Stored dataset items
** Begin **

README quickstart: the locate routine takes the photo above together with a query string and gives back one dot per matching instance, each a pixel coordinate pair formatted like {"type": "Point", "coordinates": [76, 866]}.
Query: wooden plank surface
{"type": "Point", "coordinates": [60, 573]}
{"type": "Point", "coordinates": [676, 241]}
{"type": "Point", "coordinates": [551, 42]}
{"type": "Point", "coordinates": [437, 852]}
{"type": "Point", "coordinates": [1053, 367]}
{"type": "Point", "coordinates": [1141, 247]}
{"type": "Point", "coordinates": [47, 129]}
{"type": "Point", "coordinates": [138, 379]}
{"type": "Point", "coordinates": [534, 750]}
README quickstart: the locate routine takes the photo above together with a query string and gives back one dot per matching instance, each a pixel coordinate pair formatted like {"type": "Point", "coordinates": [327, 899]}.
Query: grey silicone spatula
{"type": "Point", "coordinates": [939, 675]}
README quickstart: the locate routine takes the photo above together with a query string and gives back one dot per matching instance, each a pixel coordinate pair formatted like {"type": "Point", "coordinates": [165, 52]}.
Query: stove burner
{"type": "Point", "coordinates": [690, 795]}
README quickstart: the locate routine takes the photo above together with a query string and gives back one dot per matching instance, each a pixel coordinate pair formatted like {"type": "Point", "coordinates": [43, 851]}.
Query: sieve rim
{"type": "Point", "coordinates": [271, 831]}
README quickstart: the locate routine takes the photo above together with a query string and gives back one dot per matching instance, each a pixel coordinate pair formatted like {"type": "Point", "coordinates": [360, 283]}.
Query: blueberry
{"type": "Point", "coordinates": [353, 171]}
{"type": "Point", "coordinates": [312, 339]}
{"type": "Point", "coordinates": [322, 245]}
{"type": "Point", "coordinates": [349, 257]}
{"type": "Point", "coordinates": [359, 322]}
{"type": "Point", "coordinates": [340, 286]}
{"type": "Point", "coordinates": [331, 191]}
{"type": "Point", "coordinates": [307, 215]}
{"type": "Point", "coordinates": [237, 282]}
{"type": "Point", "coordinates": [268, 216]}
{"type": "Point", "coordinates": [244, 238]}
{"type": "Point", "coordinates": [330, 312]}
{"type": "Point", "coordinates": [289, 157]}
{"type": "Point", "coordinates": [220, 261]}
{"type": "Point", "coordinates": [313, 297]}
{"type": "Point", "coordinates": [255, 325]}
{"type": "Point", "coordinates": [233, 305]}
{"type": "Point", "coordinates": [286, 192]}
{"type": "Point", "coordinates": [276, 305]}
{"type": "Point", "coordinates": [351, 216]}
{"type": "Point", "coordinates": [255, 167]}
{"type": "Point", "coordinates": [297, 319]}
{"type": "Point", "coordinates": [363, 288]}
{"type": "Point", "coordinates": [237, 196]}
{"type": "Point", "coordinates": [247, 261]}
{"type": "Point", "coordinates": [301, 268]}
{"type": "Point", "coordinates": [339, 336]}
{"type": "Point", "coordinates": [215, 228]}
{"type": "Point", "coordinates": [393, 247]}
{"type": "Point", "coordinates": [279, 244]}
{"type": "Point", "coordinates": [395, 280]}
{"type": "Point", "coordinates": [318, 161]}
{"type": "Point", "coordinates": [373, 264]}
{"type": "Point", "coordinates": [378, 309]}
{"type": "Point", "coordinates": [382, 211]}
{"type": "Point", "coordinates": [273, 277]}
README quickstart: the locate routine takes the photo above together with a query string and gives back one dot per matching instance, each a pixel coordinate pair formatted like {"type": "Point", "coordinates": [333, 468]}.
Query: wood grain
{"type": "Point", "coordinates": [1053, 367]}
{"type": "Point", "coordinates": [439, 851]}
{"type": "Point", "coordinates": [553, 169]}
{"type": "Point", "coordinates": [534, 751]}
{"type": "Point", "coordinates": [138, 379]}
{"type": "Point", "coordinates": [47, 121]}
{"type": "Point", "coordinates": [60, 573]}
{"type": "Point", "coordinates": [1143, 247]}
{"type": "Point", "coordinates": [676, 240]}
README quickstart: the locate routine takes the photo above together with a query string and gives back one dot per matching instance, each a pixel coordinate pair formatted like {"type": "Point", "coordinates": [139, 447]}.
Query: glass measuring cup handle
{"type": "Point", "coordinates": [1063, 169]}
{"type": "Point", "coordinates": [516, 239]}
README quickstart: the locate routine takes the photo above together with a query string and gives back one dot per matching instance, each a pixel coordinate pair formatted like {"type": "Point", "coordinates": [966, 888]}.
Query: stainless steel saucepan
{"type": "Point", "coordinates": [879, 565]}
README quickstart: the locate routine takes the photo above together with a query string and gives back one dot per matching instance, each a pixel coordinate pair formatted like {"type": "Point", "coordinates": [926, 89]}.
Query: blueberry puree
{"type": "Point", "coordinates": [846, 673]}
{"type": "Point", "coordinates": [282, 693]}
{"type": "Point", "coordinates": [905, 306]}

** End **

WRITTEN TASK
Your task is to extract all of the records exactly.

SOLVED PROBLEM
README quickstart: the locate routine takes the photo above together with a query string and gives back one dot per matching instance, each a pixel coordinate pair formatted like {"type": "Point", "coordinates": [76, 866]}.
Query: wooden plank surface
{"type": "Point", "coordinates": [60, 573]}
{"type": "Point", "coordinates": [676, 241]}
{"type": "Point", "coordinates": [551, 42]}
{"type": "Point", "coordinates": [437, 852]}
{"type": "Point", "coordinates": [1053, 367]}
{"type": "Point", "coordinates": [1141, 247]}
{"type": "Point", "coordinates": [47, 129]}
{"type": "Point", "coordinates": [138, 379]}
{"type": "Point", "coordinates": [534, 750]}
README quickstart: the locate routine takes the photo above together with a query string and gives back one dot per matching instance, each a pixel coordinate pair formatted like {"type": "Point", "coordinates": [327, 899]}.
Query: grey silicone spatula
{"type": "Point", "coordinates": [939, 675]}
README quickstart: the locate routine takes the photo above together with a query string and gives back one dot per matching instance, each a pixel coordinate pair formatted like {"type": "Point", "coordinates": [165, 52]}.
Query: stove burner
{"type": "Point", "coordinates": [690, 795]}
README quickstart: the locate routine takes the photo above together with a query string and gives back one dot per matching instance, each a pixel coordinate pair formatted like {"type": "Point", "coordinates": [43, 851]}.
Query: sieve rim
{"type": "Point", "coordinates": [271, 831]}
README quickstart: the locate routine takes the photo above together with a query string and gives back one dot per matching instance, each a pixel coordinate pair formatted like {"type": "Point", "coordinates": [360, 283]}.
Query: blueberry
{"type": "Point", "coordinates": [353, 171]}
{"type": "Point", "coordinates": [312, 339]}
{"type": "Point", "coordinates": [322, 245]}
{"type": "Point", "coordinates": [349, 257]}
{"type": "Point", "coordinates": [359, 322]}
{"type": "Point", "coordinates": [340, 286]}
{"type": "Point", "coordinates": [331, 191]}
{"type": "Point", "coordinates": [307, 215]}
{"type": "Point", "coordinates": [237, 282]}
{"type": "Point", "coordinates": [268, 216]}
{"type": "Point", "coordinates": [244, 238]}
{"type": "Point", "coordinates": [330, 312]}
{"type": "Point", "coordinates": [289, 157]}
{"type": "Point", "coordinates": [220, 261]}
{"type": "Point", "coordinates": [313, 297]}
{"type": "Point", "coordinates": [255, 325]}
{"type": "Point", "coordinates": [233, 305]}
{"type": "Point", "coordinates": [286, 192]}
{"type": "Point", "coordinates": [276, 305]}
{"type": "Point", "coordinates": [351, 216]}
{"type": "Point", "coordinates": [255, 167]}
{"type": "Point", "coordinates": [297, 319]}
{"type": "Point", "coordinates": [363, 288]}
{"type": "Point", "coordinates": [237, 196]}
{"type": "Point", "coordinates": [247, 261]}
{"type": "Point", "coordinates": [301, 268]}
{"type": "Point", "coordinates": [339, 336]}
{"type": "Point", "coordinates": [215, 228]}
{"type": "Point", "coordinates": [393, 247]}
{"type": "Point", "coordinates": [279, 244]}
{"type": "Point", "coordinates": [395, 280]}
{"type": "Point", "coordinates": [318, 161]}
{"type": "Point", "coordinates": [373, 264]}
{"type": "Point", "coordinates": [378, 309]}
{"type": "Point", "coordinates": [382, 211]}
{"type": "Point", "coordinates": [273, 277]}
README quickstart: the locate routine takes the photo above together with a query string and gives back one dot per matching instance, each a pixel coordinate pair formatted like {"type": "Point", "coordinates": [333, 468]}.
Query: wood grain
{"type": "Point", "coordinates": [1053, 367]}
{"type": "Point", "coordinates": [439, 851]}
{"type": "Point", "coordinates": [553, 169]}
{"type": "Point", "coordinates": [534, 751]}
{"type": "Point", "coordinates": [138, 379]}
{"type": "Point", "coordinates": [47, 121]}
{"type": "Point", "coordinates": [60, 573]}
{"type": "Point", "coordinates": [1143, 247]}
{"type": "Point", "coordinates": [676, 240]}
README quickstart: the locate routine takes the photo above together with a query string and gives back one dot per matching instance, each a pixel coordinate pair formatted like {"type": "Point", "coordinates": [139, 447]}.
Query: glass measuring cup handle
{"type": "Point", "coordinates": [1063, 169]}
{"type": "Point", "coordinates": [516, 239]}
README quickstart: the locate routine takes the photo above together with a query string and gives back one dot per matching instance, each a pixel coordinate pair formatted like {"type": "Point", "coordinates": [966, 888]}.
Query: stainless steel saucepan
{"type": "Point", "coordinates": [879, 565]}
README quickstart: the locate routine takes the photo above together with a query string and gives back one dot per matching instance, each a pixel coordinate pair formatted like {"type": "Point", "coordinates": [926, 89]}.
Query: blueberry puree
{"type": "Point", "coordinates": [846, 673]}
{"type": "Point", "coordinates": [282, 693]}
{"type": "Point", "coordinates": [905, 306]}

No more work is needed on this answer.